The evaluation was undertaken on an in-house developed workstation, using a 12-MP Mammography Display System that was calibrated to the medical grayscale standard display function of digital imaging. Radiologists used the AI system to read the film, which can freely adjust the window width and window level, and can scale and shift. Ambient lighting was set to about 45 lux.
6. Prospective clinical applications of the model
Prior to the application of the model in each center, nineteen radiologists in the six centers had participated in the training of the model, in which 200 cases were trained. The median experience in mammography diagnosis was 9.5 years (range, 5–26 years), and the mean number of mammograms read each year during the past 2 years was approximately 6500 (range, 1400–13 000). The purpose of the training was to make all the radiologists proficient in the operating system and application interface, so that they could be used freely in the routine clinical mammography.

**Dataset records:**

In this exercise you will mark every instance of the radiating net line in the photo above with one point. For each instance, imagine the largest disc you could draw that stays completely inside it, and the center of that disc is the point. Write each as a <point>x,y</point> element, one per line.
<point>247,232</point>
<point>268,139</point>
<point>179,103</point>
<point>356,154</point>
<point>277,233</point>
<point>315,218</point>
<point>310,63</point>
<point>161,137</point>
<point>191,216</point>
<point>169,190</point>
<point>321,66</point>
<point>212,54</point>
==
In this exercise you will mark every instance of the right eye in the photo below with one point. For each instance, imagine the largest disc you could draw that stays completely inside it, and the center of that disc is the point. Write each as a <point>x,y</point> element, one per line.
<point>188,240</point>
--
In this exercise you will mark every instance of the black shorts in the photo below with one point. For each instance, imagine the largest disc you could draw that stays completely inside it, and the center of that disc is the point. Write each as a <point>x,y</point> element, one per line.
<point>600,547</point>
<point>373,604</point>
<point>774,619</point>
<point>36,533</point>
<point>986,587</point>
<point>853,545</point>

**Exercises to complete:**
(A) From the mammography passage, quote the stretch from "6. Prospective clinical" through "routine clinical mammography.".
(B) In the mammography passage, how many cases were used to train the radiologists on the model?

**Results of the tasks:**
(A)
6. Prospective clinical applications of the model
Prior to the application of the model in each center, nineteen radiologists in the six centers had participated in the training of the model, in which 200 cases were trained. The median experience in mammography diagnosis was 9.5 years (range, 5–26 years), and the mean number of mammograms read each year during the past 2 years was approximately 6500 (range, 1400–13 000). The purpose of the training was to make all the radiologists proficient in the operating system and application interface, so that they could be used freely in the routine clinical mammography.

(B) 200 cases.